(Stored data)
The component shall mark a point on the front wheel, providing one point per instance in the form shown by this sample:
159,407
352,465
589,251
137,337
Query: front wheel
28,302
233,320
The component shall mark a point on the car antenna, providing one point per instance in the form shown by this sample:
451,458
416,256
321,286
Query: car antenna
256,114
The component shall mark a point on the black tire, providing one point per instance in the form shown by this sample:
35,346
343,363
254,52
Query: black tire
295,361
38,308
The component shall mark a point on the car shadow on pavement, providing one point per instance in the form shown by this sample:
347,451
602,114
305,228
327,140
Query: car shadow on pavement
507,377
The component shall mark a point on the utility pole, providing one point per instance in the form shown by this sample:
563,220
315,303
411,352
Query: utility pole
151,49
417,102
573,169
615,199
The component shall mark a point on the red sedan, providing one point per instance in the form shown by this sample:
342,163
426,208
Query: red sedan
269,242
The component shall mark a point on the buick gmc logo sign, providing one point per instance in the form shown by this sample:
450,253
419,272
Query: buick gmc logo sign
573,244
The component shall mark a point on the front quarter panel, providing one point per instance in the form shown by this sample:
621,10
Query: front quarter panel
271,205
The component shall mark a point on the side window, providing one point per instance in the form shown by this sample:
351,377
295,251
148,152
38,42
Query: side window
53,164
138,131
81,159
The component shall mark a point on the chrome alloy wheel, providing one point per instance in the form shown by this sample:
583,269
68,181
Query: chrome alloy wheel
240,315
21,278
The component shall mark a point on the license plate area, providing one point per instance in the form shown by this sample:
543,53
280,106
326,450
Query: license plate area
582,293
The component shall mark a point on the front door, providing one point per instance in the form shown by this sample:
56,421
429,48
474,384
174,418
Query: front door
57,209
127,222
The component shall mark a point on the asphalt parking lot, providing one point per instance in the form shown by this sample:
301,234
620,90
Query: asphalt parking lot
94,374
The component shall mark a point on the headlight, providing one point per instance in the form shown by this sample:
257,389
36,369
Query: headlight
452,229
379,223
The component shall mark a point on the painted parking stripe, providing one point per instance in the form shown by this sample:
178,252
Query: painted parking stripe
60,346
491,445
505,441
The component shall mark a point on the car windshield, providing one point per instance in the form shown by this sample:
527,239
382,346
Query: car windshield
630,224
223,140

*Stated problem*:
Add 17 to every coordinate in the answer points of the rows above, from the line containing "The component shall mark a point on the asphalt" through the end of the rows. Write out all of those lines, leaving everything else in them unchanged.

*Task output*:
The component shall mark a point on the asphalt parking lot, providing one point per instance in the form shown by this sample:
301,234
620,90
Query: asphalt parking lot
111,391
The component shall mark a point on the headlight, providing one point per instance in the form shown by this sample:
257,389
36,369
Query: headlight
469,246
396,240
The component shall mark a point on the painted parking stripe, providing one point per instance in the form shown by this sample:
178,252
Query: painted parking stripe
77,363
508,462
522,458
The component shall mark a point on the car windshield, providing one point per instance in the form shown by this sample:
527,239
382,346
Query: car windshield
647,241
240,157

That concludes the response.